» Описание задачи
Пожалуйста, напечатайте без изменений часть очерка «Конец одного пантеона»: всё от слов «Средняя оценка: 8.3» вниз до слов «ибо он умер.» включительно.

» Фрагмент источника
Конец одного пантеона

Средняя оценка: 8.3 (3 votes)
Полное имя автора: 
Александр Гольдштейн

Очерк позднесоветского "социализма с человеческим лицом" со сравнительно благополучным персональным эскейпом.

                                                * * *

 

         Д а м и д. Как мог бы я не слышать грома, Тимокл? Но громыхает ли это Зевс, тебе лучше знать: ведь ты, по-видимому, пришел к нам от богов; впрочем, жители Крита рассказывают нам нечто другое: у них можно видеть могилу и столб с надписью, из которой ясно, что Зевс вряд ли будет громыхать, ибо он умер.
                                                                                       Лукиан. Зевс трагический

         На рассвете Александр выбежал на площадь обнаженным, прикрыв свою наготу лишь золотым поясом, держа в руках кривой нож и потрясая развевающимися волосами, как нищие одержимые жрецы Великой Матери. Он взобрался на какой-то высокий алтарь и стал произносить речь, поздравляя город со скорым приходом нового бога.

(Сохранённые записи)

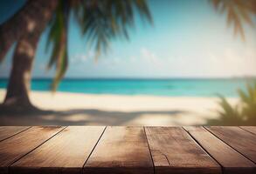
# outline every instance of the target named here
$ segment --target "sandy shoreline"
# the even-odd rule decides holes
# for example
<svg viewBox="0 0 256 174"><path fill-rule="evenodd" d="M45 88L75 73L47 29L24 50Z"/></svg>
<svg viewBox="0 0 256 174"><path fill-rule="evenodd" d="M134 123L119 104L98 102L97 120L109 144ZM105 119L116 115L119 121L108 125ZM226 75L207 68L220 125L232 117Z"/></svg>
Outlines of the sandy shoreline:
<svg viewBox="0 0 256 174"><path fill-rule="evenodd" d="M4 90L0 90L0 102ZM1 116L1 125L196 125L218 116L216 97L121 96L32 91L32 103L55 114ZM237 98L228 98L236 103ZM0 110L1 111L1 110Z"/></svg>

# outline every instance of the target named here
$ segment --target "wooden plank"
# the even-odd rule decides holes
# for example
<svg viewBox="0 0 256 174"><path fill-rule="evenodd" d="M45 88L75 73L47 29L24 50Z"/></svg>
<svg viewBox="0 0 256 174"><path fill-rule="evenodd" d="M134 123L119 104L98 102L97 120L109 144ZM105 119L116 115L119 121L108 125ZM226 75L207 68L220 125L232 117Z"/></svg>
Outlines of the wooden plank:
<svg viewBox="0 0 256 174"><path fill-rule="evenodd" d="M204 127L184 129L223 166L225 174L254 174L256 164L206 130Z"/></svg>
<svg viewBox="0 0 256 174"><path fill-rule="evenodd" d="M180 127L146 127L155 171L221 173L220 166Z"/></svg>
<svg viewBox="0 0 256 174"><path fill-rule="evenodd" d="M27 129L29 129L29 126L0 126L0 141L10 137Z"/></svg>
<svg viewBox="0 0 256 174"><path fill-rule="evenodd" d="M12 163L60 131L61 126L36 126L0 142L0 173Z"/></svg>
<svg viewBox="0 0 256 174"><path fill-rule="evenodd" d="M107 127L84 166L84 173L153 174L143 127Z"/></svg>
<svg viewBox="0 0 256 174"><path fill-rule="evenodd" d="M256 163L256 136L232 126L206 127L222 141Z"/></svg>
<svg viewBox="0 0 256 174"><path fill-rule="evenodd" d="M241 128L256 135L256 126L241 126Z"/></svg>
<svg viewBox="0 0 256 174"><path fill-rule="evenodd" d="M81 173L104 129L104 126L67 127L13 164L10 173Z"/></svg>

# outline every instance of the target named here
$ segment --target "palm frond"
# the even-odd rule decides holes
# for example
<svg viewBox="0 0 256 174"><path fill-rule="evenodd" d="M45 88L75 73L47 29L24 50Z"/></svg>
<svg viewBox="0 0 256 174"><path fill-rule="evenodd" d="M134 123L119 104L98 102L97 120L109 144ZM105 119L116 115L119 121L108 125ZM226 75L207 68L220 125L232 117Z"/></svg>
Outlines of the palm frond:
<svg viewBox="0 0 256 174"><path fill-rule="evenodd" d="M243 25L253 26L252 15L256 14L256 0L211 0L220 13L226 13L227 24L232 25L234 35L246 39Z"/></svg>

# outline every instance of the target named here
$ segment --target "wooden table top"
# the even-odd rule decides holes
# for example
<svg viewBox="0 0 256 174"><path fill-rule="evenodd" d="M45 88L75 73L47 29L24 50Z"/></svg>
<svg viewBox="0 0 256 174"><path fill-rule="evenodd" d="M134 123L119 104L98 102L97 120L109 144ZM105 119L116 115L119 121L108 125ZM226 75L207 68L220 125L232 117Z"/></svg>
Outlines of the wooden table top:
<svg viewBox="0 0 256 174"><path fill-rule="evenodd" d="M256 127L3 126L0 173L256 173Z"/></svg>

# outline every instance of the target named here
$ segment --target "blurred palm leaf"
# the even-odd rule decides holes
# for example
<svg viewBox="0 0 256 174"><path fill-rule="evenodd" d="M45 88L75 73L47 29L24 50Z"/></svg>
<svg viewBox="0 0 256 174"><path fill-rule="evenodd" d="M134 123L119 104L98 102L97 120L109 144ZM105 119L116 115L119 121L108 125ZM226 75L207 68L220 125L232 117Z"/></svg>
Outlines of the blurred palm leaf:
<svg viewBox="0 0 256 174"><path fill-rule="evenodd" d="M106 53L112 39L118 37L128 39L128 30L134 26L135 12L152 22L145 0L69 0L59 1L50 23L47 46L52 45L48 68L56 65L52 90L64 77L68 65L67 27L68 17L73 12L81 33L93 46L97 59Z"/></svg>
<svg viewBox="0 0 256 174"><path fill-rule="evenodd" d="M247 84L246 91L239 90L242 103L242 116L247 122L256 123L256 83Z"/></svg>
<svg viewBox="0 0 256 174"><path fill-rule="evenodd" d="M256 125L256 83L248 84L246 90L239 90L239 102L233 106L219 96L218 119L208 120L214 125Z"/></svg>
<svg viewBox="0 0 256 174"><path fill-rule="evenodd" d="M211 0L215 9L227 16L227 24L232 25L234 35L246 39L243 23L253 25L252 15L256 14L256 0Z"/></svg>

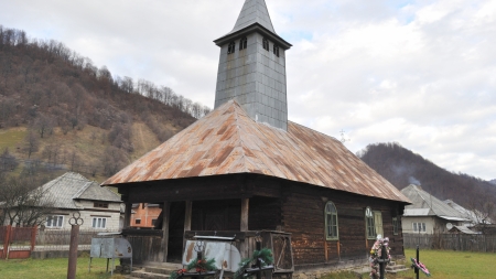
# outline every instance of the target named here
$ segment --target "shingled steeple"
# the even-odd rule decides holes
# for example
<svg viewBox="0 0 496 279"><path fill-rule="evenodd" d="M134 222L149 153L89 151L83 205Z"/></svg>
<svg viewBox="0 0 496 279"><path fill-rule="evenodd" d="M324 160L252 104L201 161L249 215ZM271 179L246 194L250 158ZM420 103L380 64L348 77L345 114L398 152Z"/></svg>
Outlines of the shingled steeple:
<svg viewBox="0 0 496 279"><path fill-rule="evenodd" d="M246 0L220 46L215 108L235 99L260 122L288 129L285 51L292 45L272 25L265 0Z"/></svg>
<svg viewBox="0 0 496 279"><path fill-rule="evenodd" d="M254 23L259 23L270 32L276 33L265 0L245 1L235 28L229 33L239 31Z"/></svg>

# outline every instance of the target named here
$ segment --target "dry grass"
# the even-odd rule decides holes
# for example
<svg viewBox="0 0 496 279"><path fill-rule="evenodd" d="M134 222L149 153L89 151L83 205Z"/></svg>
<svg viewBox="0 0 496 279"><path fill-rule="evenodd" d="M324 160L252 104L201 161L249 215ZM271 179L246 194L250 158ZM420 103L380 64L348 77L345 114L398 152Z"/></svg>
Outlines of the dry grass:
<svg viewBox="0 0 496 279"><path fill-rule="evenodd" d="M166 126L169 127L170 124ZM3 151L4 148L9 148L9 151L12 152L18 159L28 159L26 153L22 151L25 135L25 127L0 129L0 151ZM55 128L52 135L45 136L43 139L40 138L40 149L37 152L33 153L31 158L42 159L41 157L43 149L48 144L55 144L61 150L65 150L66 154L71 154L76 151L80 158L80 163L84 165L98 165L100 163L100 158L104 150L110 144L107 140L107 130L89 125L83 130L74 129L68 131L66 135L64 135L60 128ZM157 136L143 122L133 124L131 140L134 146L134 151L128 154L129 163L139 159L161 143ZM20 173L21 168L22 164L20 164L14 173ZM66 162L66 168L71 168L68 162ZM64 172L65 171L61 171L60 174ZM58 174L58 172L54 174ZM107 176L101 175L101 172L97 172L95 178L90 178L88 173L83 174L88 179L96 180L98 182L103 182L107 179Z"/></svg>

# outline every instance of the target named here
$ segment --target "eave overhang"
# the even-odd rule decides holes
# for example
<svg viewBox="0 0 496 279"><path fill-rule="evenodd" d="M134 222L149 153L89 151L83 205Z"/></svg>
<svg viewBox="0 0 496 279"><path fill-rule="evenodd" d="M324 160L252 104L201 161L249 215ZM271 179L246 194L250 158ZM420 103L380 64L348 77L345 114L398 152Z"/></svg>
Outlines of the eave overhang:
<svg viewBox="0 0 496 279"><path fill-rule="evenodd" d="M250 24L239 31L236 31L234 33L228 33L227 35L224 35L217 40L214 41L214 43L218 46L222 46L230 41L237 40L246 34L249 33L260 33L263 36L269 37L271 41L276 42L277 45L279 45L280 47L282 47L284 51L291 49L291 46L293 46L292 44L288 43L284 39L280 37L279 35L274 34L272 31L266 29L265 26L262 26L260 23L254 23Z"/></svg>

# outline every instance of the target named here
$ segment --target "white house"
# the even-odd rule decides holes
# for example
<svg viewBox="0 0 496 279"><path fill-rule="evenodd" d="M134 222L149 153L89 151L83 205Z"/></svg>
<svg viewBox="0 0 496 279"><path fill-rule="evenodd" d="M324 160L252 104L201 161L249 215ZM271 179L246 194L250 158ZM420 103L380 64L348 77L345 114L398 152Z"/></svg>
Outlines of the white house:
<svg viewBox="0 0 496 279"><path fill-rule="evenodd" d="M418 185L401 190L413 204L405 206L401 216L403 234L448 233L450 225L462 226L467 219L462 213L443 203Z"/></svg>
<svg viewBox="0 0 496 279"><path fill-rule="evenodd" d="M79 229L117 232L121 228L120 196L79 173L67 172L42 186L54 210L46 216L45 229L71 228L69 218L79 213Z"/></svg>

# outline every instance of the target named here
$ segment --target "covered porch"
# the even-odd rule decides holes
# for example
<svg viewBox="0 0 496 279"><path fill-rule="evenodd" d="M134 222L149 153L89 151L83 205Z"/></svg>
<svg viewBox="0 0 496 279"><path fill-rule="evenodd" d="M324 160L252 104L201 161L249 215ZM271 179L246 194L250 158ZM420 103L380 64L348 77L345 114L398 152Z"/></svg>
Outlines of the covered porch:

» Ответ
Средняя оценка: 8.3 (3 votes)
Полное имя автора: 
Александр Гольдштейн

Очерк позднесоветского "социализма с человеческим лицом" со сравнительно благополучным персональным эскейпом.

                                                * * *

 

         Д а м и д. Как мог бы я не слышать грома, Тимокл? Но громыхает ли это Зевс, тебе лучше знать: ведь ты, по-видимому, пришел к нам от богов; впрочем, жители Крита рассказывают нам нечто другое: у них можно видеть могилу и столб с надписью, из которой ясно, что Зевс вряд ли будет громыхать, ибо он умер.